__EXERCISE__:
Please return the full listing below without altering anything.

__SOURCE MATERIAL__:
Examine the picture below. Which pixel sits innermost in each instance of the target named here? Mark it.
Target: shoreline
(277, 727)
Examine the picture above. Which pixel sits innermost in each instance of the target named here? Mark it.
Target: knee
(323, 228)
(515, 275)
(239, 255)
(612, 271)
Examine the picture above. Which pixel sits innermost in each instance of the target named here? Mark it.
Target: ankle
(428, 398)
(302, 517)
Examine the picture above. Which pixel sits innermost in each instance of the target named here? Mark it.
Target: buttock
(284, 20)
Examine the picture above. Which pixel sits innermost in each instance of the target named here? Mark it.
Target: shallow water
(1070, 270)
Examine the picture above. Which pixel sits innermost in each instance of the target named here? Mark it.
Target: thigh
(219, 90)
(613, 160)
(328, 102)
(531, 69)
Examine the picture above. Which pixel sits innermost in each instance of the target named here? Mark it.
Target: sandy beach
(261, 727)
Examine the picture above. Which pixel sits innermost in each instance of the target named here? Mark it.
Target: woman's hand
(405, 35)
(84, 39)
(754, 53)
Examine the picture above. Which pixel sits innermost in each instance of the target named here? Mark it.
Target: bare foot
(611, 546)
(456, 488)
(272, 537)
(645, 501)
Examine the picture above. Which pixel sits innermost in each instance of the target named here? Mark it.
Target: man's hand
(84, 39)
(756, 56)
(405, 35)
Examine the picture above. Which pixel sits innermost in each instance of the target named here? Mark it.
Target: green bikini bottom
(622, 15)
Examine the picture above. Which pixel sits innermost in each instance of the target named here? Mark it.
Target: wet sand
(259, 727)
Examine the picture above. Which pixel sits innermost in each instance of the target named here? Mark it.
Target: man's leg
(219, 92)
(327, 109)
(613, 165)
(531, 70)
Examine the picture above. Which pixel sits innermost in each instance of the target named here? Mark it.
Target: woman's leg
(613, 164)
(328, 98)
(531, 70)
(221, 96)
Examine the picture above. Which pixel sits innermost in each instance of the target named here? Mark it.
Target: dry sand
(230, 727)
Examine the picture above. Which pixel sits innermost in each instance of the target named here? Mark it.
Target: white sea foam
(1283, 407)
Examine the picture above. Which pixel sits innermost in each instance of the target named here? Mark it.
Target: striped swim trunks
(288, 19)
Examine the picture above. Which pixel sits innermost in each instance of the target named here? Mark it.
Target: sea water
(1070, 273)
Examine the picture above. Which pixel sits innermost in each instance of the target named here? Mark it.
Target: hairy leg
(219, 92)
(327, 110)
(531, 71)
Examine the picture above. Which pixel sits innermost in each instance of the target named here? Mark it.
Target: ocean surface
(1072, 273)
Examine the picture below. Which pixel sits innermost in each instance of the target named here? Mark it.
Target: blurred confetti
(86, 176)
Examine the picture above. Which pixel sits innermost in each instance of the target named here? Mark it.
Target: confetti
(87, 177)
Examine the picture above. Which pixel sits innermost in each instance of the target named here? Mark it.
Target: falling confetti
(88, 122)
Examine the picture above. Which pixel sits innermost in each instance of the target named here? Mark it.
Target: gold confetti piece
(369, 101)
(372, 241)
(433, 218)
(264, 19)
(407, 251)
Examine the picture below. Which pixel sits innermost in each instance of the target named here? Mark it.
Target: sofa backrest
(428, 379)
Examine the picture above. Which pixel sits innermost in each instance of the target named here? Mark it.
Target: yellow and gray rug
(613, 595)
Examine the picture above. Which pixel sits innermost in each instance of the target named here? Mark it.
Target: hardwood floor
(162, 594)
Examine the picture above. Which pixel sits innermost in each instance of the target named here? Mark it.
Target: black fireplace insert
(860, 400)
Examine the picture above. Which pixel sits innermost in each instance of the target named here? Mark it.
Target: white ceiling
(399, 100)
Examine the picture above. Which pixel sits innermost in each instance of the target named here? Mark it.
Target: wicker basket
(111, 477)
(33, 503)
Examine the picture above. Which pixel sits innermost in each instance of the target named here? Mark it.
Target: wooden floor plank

__EXERCISE SOLUTION__:
Examine the picture below. Which pixel sits innermost in each instance of the target named here? Mark it.
Target: shoreline
(277, 727)
Examine the picture above. Which pixel sits innermost in each instance of the target named here? Mark it.
Target: knee
(323, 228)
(515, 275)
(239, 255)
(612, 271)
Examine the picture above. Which pixel sits innermost in each instance of the target named here? Mark it.
Target: ankle
(428, 398)
(302, 517)
Examine the picture above. Which pixel sits innermost in each instance of the target named here? Mark it.
Target: buttock
(284, 20)
Examine the picture above. Which pixel sits innermost in each instance of the target named here? Mark it.
Target: shallow water
(1070, 270)
Examine the picture above. Which pixel sits innermost in each instance of the target named here? Mark it.
Target: thigh
(219, 90)
(613, 160)
(328, 102)
(531, 69)
Examine the picture above. Which pixel sits innermost in each instance of the target named here? Mark it.
Target: sandy beach
(261, 727)
Examine the picture above. Which pixel sits innermost in each instance of the target named here? Mark it.
Target: woman's hand
(405, 35)
(84, 39)
(754, 53)
Examine the picture above. Which pixel sits innermost in each instance of the target named here? Mark it.
Target: bare foot
(611, 546)
(456, 488)
(272, 537)
(645, 501)
Examine the picture above. Which pixel sits innermost in each instance of the target named here? Mark it.
Target: man's hand
(84, 39)
(756, 56)
(405, 35)
Examine the picture above. Which pixel sits innermost in each instance of the target named here? Mark it.
Target: green bikini bottom
(622, 15)
Examine the picture above. Which pixel sits innermost in each instance of the target named here? Mark it.
Target: wet sand
(259, 727)
Examine the picture above. Which pixel sits innermost in each instance of the target named here? Mark it.
Target: man's leg
(219, 92)
(327, 109)
(613, 165)
(531, 70)
Examine the picture above. Which pixel sits innermost in each instance of the target named here? Mark it.
Target: woman's leg
(613, 164)
(328, 98)
(531, 70)
(221, 96)
Examine the picture above. Which pixel sits innermost in each instance of the target named here? Mark it.
Target: dry sand
(230, 727)
Examine the picture above. Which pixel sits innermost in each instance of the target named here? Mark it.
Target: white sea foam
(1283, 407)
Examine the picture above. Which pixel sits innermost in each instance of the target named here? Mark it.
Target: striped swim trunks
(288, 19)
Examine the picture above. Which pixel sits innermost in each instance of the target named here? Mark it.
Target: sea water
(1070, 273)
Examine the picture above. Which pixel sits innermost in each instance of the target named here? Mark it.
Target: hairy leg
(219, 92)
(327, 110)
(531, 71)
Examine the picture above. Which pixel sits innermost in each instance of the target named here? Mark it.
Target: ocean surface
(1072, 273)
Examine the picture below. Which pixel sits innermost in each instance of the target named here? Mark it.
Target: blurred confetti
(86, 176)
Examine the picture above. Which pixel sits innermost in each instance of the target named here? Mark it.
Target: confetti
(87, 177)
Examine the picture above. Which pixel sits innermost in each instance of the target named here? Mark it.
Target: falling confetti
(88, 122)
Examine the picture above. Which pixel sits innermost in each instance of the target named here? Mark it.
Target: gold confetti piece
(369, 101)
(372, 241)
(433, 218)
(264, 19)
(407, 251)
Examine the picture below. Which pixel sits innermost in each instance of the target named here? Mark it.
Target: sofa backrest
(428, 379)
Examine the picture above. Which pixel sits innermost in each instance of the target named here? Mark it.
Target: yellow and gray rug
(613, 595)
Examine the picture above. Which pixel sits innermost in each instance of the target named here? Mark it.
Target: hardwood floor
(162, 594)
Examine the picture above. Which pixel sits innermost in each instance of the target named here? Mark it.
Target: black fireplace insert
(860, 400)
Examine the picture above. Which pixel sits innermost in each instance of the target named here? Mark it.
Target: white ceiling
(399, 100)
Examine the picture above. Which pixel sits innermost in each instance of the target named here? Mark it.
Target: wicker basket
(111, 477)
(33, 503)
Examine the picture above. Which pixel sits innermost in each instance of the target named here? Mark it.
Target: wooden floor plank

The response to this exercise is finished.